- **TASKS**:
• 1. In the forum thread about 12v TV power draw, reproduce everything from "Read it, and" down to "(Aug 24, 2009)".
• 2. Answer these questions about the forum thread on 12v TV power draw:
(a) What capacity does the first post give for the van battery?
(b) Below what level of charge does geraldandannie advise against running the battery?
(c) Which TV program does rosalan say is on when the TV goes off?
• 3. Carry on the forum thread about running a 12v TV from a van battery, starting after its final post.

- **SOURCE PASSAGE**:
# tv question.... 2.5Amps on 12v



## lockpicker1969 (Sep 3, 2011)

Hi
I am looking to buy a 12v TV for my van and I have seen many on the market. I have read that these TVs seem to be between 1.5 and 2.5Amps on 12v. It seems that the higher price ones are 1.5 and the cheaper ones are 2.5 what does this mean to the layman and how long could I expect to watch the TV before my 110 Amp battery goes flat? Is there an easy way to work this out? 
Richard


----------



## geraldandannie (Jun 4, 2006)

110 AmpHr / 2.5Amp = 44hr.

In truth, you wouldn't want to run your battery less than 50% charged if you could help it. Serious damage could ensue.

But there is something else which would cut short the time: voltage. As batteries discharge, their terminal voltage drops. At some point, the battery voltage will drop to below that at which the TV will operate, and it will shut off. But the ability of the battery to sustain a reasonable voltage over discharge will depend on its age and quality.

There's a great guide on batteries written by Safariboy:

http://www.motorhomefacts.com/ftoptitle-65111-use-and-care-of-batteries.html

Read it, and you will be enlightened :wink:

Sallytrafic has also written a guide, which could be useful:

http://www.motorhomefacts.com/ftoptitle-67769-amperage-questions.html

Gerald


----------



## rosalan (Aug 24, 2009)

My battery goes below an acceptable level of charge and the tv goes off, when 'Coronation Street' comes on. :lol: :lol: 



Sorry to be facetious but I am having that sort of day.

(Dataset records)
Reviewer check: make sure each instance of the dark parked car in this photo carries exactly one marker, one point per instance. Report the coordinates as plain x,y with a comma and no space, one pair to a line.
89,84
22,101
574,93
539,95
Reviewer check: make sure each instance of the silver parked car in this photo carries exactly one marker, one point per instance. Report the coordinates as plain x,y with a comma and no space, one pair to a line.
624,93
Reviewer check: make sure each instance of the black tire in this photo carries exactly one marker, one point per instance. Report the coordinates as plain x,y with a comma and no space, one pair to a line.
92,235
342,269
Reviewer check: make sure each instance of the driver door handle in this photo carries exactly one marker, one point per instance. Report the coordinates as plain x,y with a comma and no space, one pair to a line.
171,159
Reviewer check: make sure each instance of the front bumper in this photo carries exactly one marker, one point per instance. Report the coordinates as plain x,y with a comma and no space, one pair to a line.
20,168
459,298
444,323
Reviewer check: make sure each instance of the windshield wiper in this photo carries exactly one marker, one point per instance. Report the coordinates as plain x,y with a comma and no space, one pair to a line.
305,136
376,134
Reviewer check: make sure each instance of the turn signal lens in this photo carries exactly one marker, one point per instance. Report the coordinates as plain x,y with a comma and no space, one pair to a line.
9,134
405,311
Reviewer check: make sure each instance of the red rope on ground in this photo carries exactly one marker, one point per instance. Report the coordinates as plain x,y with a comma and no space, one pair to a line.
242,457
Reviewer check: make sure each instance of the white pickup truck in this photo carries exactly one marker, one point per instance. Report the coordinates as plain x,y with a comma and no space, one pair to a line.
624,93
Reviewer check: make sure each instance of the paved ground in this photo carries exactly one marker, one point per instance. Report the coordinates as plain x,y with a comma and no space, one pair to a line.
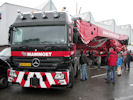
94,88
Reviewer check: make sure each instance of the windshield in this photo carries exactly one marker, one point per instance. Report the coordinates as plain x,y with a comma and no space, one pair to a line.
40,35
6,52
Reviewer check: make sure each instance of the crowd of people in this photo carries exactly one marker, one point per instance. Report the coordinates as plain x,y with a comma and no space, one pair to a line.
114,61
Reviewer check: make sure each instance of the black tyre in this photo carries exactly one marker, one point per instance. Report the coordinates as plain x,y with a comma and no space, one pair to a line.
3,82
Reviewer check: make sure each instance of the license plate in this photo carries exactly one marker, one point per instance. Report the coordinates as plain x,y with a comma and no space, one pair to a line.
25,64
34,81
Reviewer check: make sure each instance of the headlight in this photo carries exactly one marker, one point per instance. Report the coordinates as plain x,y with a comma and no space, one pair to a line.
59,76
12,73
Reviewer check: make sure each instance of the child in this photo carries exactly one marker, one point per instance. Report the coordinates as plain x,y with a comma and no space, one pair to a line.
119,64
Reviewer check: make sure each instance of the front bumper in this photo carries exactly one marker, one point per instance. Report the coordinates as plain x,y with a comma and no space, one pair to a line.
38,79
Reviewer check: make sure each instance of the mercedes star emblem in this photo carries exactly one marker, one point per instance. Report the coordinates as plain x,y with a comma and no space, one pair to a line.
35,62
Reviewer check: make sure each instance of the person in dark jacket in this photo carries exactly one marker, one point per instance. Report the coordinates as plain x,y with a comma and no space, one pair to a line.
83,62
112,60
128,60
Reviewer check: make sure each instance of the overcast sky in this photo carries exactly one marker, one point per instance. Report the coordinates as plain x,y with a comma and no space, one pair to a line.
120,10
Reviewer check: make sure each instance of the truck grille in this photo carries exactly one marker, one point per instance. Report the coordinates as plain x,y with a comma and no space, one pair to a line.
44,62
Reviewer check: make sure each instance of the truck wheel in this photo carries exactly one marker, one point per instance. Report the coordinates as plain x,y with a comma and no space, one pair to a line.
71,78
3,82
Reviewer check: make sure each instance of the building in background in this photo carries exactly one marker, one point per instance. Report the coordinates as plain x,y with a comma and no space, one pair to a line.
8,14
49,6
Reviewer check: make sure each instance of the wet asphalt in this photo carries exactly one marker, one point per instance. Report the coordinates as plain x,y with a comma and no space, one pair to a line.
95,88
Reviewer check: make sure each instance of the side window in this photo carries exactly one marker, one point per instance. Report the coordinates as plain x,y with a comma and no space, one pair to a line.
17,35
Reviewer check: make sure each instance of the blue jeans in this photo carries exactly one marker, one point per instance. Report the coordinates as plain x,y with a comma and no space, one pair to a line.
112,70
84,73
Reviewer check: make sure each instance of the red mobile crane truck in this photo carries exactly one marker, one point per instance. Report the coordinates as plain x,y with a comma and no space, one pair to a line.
45,48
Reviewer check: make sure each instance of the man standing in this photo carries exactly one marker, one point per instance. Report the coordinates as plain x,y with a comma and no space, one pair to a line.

- **RESULTS FOR EACH TASK**:
• 1.
Read it, and you will be enlightened :wink:

Sallytrafic has also written a guide, which could be useful:

http://www.motorhomefacts.com/ftoptitle-67769-amperage-questions.html

Gerald


----------



## rosalan (Aug 24, 2009)

• 2.
(a) 110 Amp
(b) 50% charged
(c) 'Coronation Street'

• 3.
----------



## weldted (May 1, 2005)

*tv use*

a rule of thumb, a fully charged battery in good condition will give approx half its rated capacity so 110 = 55, 85 = 42 etc before discharge becomes low enough to effect the batteries ability to recover. The more often a battery is deeply discharge the short the battery will last.


----------



## lockpicker1969 (Sep 3, 2011)

Correct me if i am on the wrong track but would my calculation go something like
2.5Amp (tv) divide by 55 (half rated battery) = 22hrs possible view time of coronation   st ?


----------



## hampsterracing (Jun 2, 2011)

lockpicker1969 said:


> Correct me if i am on the wrong track but would my calculation go something like
> 2.5Amp (tv) divide by 55 (half rated battery) = 22hrs possible view time of coronation   st ?


Yep 

thats with an as new fully charged battery and no other load (lights,waterpump etc) but plenty for an evening


----------



## vardy (Sep 1, 2006)

I'm runnin my little Maplins telly off the Halfords brick - I get about 10hrs.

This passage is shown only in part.